DOCUMENT SEGMENT:
◇ ◇ ◇ ◇ ◇ ◇ ◇
C1, C2, C3, lay them all next to each other and then take note of their differences. In C3 we have no 4 digit codes, in C2 we have only one, this being used for the letter “x” as there are no words in the DOI/key that begin with x so 1000 was used to express the letter x. In C1, however, we find 19 four digit codes. The question you should now ask yourselves is, “why are there 19 four digit codes in C1 and none in the other ciphers?” This question has lead to some profound discoveries that I'm going to share with you now.


C1, computer anaylisis of this cipher has concluded that C1 CAN'T POSSIBLY CONTAIN A GRAMMATICALLY CORRECT CLEAR TEXT as it is presented, 132 years of thousands of trial and error attempts also serving to establish this cold hard fact. However, and due to those 19 four digit codes, this doesn't mean that no grammatically correct clear text can exist in C1. Confused? Then allow me to explain further.


Right from the very start code-breaking hopefuls have ASSUMED that similar C2 process was to be used to decode C1, but what if the author of these three ciphers was counting on that very thing? In recent post I have often said that I can't think of a single hiding place that I couldn't tell you about in a single sentence, the average English sentence being between 13 & 20 words. So let us assume that our coder used four digit codes to create that single sentence and then he simply hid that coded sentence within a bunch of randomly selected code “that could never produce a grammatically correct clear text.” In this scenario hopeful decoders would spend the rest of their lives trying to produce a clear text where none can't exist, the coder's real message safe and sound within all of his randomly placed bait, the bait he has even made certain that everyone would continue to chase due to his C2 example.
◇ ◇ ◇ ◇ ◇ ◇ ◇
RAW DATA:
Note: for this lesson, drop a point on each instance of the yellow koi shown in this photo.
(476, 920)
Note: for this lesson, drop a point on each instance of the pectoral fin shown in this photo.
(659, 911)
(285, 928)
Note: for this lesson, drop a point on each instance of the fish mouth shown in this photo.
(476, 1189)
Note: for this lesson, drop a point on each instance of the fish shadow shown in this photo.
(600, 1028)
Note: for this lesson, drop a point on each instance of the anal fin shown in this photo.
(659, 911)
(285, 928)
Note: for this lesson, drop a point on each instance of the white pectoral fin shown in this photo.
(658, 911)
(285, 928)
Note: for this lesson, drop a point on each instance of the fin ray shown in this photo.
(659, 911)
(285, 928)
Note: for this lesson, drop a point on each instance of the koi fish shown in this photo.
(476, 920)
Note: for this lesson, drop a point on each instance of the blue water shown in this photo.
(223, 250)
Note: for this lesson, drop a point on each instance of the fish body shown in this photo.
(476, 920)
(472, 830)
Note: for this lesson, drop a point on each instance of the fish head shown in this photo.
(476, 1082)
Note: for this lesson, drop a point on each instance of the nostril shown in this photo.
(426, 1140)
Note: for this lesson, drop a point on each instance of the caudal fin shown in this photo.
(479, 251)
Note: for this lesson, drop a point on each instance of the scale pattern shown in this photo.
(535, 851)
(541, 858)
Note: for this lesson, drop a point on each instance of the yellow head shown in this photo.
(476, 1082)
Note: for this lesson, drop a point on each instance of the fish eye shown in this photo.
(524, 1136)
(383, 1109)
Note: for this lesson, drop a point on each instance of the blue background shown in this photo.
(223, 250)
◇ ◇ ◇ ◇ ◇ ◇ ◇
TASKS:
**a)** According to the cipher passage, which letter does the code 1000 stand for in C2?
**b)** Return every line of the listing that contains the word "head".

SOLUTION LIST:
**a)** The letter "x".

**b)**
Note: for this lesson, drop a point on each instance of the fish head shown in this photo.
Note: for this lesson, drop a point on each instance of the yellow head shown in this photo.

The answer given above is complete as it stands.